<<<<

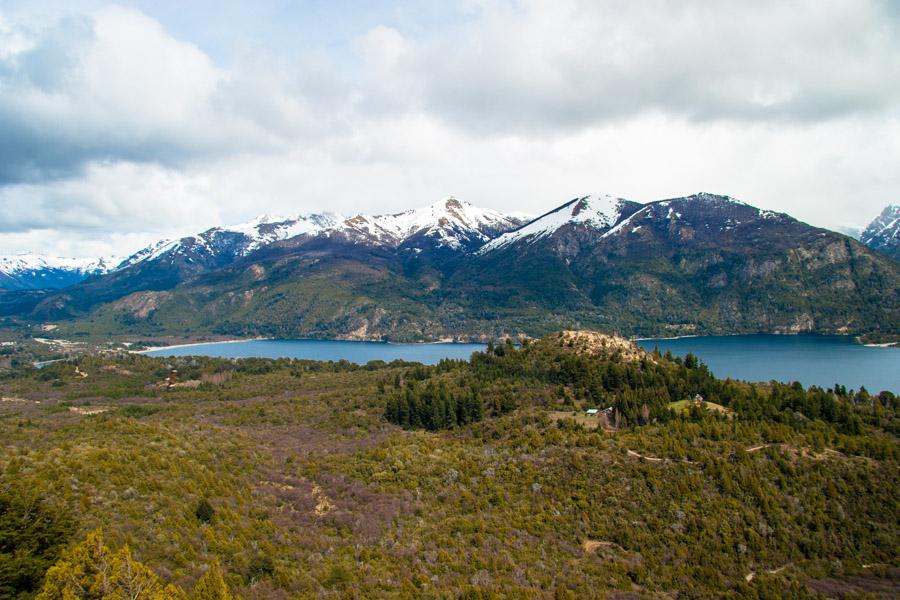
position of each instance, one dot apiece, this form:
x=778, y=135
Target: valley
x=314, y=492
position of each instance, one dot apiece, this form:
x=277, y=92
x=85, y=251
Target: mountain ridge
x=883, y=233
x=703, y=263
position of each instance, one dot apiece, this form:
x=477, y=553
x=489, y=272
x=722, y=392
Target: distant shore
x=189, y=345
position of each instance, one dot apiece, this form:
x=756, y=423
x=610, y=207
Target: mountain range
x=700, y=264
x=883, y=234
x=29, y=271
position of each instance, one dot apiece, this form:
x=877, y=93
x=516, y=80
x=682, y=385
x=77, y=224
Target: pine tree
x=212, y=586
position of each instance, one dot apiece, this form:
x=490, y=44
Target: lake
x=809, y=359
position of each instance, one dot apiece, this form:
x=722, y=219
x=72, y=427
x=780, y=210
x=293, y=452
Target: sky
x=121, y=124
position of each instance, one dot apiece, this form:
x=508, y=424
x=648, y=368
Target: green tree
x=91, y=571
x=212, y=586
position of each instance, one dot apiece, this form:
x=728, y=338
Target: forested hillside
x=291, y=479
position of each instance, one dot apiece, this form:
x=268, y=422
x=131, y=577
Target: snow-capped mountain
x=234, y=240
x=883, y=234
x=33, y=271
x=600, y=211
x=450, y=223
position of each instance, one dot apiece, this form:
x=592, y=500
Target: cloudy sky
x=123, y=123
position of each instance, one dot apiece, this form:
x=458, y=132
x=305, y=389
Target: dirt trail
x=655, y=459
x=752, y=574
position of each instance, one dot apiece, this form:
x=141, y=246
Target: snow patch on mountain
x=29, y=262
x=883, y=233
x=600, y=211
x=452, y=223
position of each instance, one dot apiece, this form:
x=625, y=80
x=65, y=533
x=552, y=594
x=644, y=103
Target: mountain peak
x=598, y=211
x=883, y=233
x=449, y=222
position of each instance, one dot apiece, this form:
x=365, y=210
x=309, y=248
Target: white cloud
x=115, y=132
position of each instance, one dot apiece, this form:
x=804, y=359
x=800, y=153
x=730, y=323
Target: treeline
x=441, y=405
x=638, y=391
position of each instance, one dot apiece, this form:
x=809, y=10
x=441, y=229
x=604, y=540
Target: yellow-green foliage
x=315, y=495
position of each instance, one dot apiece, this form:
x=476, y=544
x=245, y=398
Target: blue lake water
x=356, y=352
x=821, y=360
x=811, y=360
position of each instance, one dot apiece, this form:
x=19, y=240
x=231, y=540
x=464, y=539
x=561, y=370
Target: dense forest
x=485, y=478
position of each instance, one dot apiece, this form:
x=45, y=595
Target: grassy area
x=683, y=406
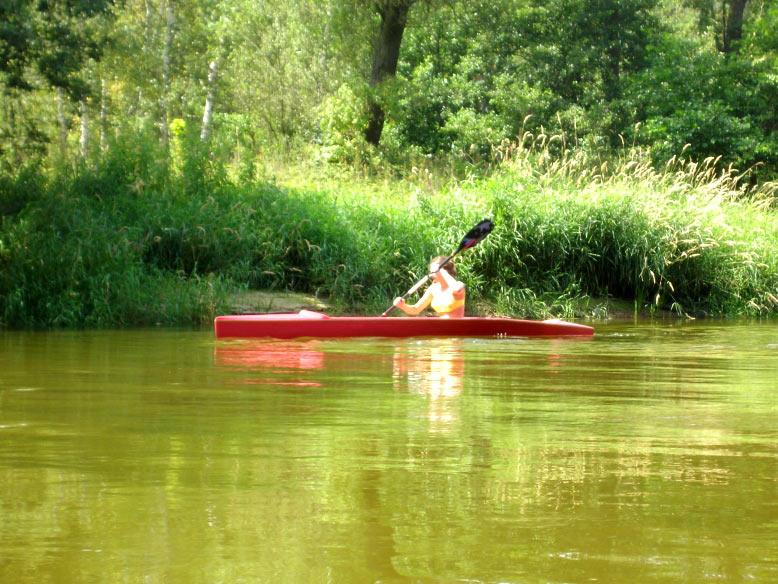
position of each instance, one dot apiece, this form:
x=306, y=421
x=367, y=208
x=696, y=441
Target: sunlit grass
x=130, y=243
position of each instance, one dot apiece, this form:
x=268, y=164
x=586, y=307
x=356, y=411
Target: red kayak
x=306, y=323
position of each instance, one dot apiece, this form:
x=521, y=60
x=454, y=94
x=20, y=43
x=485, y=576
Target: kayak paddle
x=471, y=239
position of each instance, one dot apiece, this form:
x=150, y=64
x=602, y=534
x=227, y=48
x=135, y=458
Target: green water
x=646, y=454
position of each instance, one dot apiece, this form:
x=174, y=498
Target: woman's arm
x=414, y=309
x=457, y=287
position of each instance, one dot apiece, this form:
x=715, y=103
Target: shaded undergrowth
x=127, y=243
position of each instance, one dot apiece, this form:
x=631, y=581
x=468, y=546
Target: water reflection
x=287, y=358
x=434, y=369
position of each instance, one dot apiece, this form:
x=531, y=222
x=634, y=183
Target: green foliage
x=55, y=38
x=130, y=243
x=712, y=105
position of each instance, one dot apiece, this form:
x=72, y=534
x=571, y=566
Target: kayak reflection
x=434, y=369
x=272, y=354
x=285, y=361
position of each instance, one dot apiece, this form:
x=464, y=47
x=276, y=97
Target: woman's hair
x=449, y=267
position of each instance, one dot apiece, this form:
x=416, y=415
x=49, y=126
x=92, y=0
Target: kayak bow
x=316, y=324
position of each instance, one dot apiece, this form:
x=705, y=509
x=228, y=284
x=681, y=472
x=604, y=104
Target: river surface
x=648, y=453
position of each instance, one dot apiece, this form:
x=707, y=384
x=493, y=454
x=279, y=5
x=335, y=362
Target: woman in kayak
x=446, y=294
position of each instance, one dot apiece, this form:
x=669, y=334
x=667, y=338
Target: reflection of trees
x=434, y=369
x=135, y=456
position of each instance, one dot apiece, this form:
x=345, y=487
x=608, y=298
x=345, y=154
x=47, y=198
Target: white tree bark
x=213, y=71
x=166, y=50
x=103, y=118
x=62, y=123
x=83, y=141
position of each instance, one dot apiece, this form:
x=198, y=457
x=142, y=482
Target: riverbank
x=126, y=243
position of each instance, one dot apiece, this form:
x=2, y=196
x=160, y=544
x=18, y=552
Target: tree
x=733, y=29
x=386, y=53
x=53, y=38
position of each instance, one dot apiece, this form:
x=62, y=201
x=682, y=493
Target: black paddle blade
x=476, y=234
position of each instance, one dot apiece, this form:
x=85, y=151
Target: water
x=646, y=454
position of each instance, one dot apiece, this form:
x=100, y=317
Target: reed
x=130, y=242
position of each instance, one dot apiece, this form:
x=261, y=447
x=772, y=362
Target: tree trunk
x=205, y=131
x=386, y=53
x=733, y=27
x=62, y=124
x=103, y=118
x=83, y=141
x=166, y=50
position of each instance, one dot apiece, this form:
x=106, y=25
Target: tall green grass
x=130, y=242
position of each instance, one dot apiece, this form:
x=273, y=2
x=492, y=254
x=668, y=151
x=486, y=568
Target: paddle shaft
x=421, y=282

>>>>
<<<<

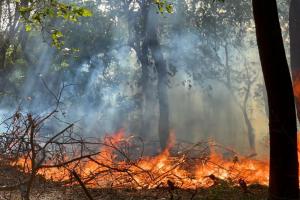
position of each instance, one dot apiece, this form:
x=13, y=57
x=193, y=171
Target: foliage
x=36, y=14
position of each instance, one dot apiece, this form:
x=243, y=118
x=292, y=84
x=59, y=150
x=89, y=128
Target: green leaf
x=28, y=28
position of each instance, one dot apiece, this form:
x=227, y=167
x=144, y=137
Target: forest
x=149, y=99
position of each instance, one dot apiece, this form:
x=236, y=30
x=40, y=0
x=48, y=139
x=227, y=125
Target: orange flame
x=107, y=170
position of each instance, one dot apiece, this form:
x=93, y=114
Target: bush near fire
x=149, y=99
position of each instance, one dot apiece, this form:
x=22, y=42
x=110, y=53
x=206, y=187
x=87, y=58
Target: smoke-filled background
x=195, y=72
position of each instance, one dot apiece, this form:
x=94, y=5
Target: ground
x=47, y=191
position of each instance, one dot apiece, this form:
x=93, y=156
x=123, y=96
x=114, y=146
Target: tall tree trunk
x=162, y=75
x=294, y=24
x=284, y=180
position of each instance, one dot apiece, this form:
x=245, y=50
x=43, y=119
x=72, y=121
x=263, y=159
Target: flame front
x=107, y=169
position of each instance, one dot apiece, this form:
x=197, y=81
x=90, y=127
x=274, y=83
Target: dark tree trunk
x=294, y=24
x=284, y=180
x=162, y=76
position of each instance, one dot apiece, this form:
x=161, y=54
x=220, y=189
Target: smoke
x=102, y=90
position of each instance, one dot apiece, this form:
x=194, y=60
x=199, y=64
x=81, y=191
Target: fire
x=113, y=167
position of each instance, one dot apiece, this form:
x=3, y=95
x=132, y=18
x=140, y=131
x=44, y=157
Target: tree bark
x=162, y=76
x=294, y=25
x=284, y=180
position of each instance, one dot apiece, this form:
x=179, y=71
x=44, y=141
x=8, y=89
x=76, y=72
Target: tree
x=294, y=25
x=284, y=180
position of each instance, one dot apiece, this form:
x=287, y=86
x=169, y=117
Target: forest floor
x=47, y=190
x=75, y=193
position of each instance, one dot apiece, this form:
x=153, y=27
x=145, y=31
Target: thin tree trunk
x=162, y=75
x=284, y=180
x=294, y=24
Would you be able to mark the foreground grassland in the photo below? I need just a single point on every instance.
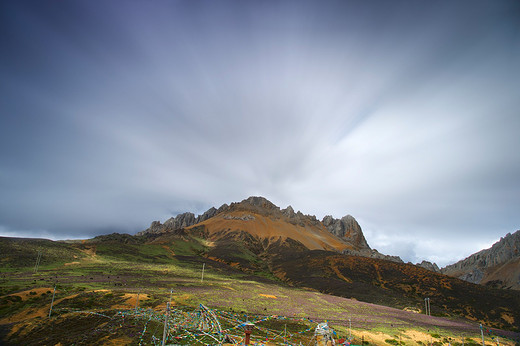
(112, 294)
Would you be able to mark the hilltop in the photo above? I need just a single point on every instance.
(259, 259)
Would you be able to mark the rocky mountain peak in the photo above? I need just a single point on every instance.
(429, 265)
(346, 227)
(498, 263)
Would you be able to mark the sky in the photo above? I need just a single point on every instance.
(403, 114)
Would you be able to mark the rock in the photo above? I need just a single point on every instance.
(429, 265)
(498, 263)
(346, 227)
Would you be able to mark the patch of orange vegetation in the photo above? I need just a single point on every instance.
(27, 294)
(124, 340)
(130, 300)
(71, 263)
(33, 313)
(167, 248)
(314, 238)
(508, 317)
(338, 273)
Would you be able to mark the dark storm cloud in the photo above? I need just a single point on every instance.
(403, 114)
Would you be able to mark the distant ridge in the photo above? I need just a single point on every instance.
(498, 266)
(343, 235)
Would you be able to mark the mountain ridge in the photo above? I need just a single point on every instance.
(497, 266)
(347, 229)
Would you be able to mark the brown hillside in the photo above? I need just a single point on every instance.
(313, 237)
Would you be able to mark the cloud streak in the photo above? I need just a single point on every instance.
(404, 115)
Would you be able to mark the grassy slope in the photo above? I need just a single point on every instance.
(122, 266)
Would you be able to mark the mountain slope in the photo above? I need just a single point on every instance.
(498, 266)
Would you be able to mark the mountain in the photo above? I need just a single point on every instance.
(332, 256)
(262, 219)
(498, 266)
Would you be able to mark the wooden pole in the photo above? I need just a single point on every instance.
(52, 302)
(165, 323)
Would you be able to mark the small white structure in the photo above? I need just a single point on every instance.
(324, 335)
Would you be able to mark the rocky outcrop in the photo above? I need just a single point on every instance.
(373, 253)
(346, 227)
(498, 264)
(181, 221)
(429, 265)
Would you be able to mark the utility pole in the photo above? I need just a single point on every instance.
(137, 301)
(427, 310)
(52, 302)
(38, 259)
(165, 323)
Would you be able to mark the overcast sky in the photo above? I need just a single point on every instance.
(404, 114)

>>>>

§ **Direction**: Return every line of the data above that contains the word "white", matching case.

§ **Problem solution**:
Target: white cloud
Target: white tree bark
Would you be able to mark the small white structure in the photo above? I need just a single point on every instance.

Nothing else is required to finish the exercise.